WHAT IS EXPECTED:
Transcribe all of the lines below word for word, leaving the pictures out of your answer.

• • • • • • •

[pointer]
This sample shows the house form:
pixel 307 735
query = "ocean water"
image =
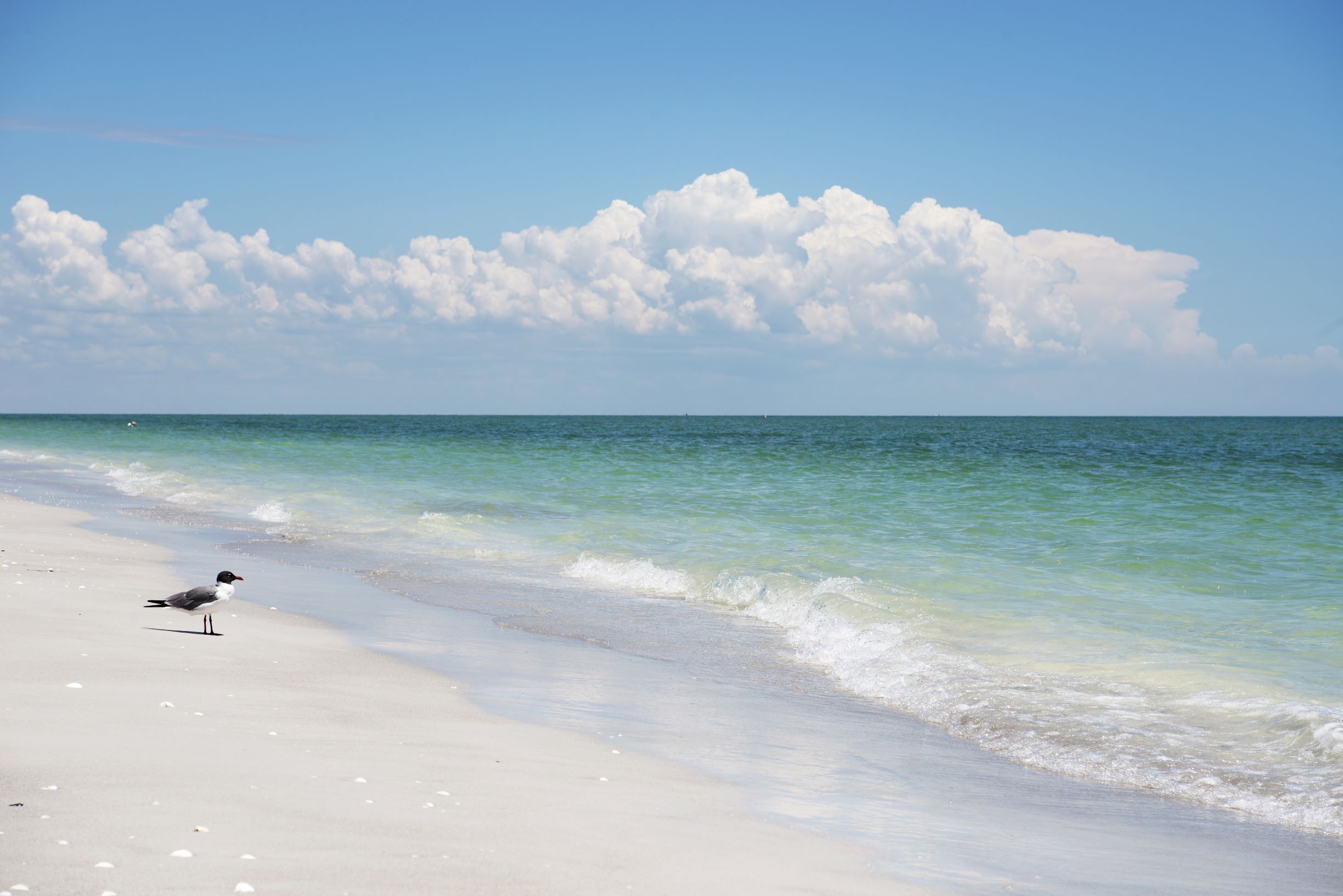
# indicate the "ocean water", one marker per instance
pixel 1154 604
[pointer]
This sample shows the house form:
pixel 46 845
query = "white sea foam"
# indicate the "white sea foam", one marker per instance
pixel 634 576
pixel 272 512
pixel 1271 758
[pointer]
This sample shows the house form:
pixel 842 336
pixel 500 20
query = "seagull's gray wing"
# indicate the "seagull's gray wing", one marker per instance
pixel 194 598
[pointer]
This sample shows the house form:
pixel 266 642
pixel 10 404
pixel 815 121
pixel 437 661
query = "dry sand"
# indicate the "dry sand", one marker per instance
pixel 317 766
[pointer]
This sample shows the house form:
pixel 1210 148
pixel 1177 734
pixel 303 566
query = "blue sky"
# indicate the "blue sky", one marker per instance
pixel 1204 132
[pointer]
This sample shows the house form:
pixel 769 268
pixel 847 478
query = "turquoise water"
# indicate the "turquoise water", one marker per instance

• • • • • • •

ANSWER IN FULL:
[pointer]
This sample shows the house form:
pixel 307 735
query = "ocean water"
image =
# indicate the "ocean water", one marker per instance
pixel 1154 604
[pointer]
This sample shows the house form:
pixel 46 845
query = "white sea foam"
# indicate the "white sea foam", one marker per instance
pixel 634 576
pixel 272 512
pixel 1271 758
[pointer]
This sample shows the house form:
pixel 842 336
pixel 500 20
query = "seagull's gray wing"
# indicate the "seagull's gray wing", one marker per instance
pixel 194 598
[pointer]
This sample shows the house form:
pixel 266 642
pixel 10 404
pixel 815 121
pixel 437 661
query = "dry sand"
# indicate the "dry sand", one marker per instance
pixel 317 766
[pointer]
This sample shows the house form:
pixel 1210 148
pixel 1177 734
pixel 303 566
query = "blue sky"
# indicate the "blue sky", one marker per instance
pixel 1204 132
[pointer]
This sample shows the house form:
pixel 769 268
pixel 847 478
query = "turquoise water"
# indicate the "turquoise water", one marker per instance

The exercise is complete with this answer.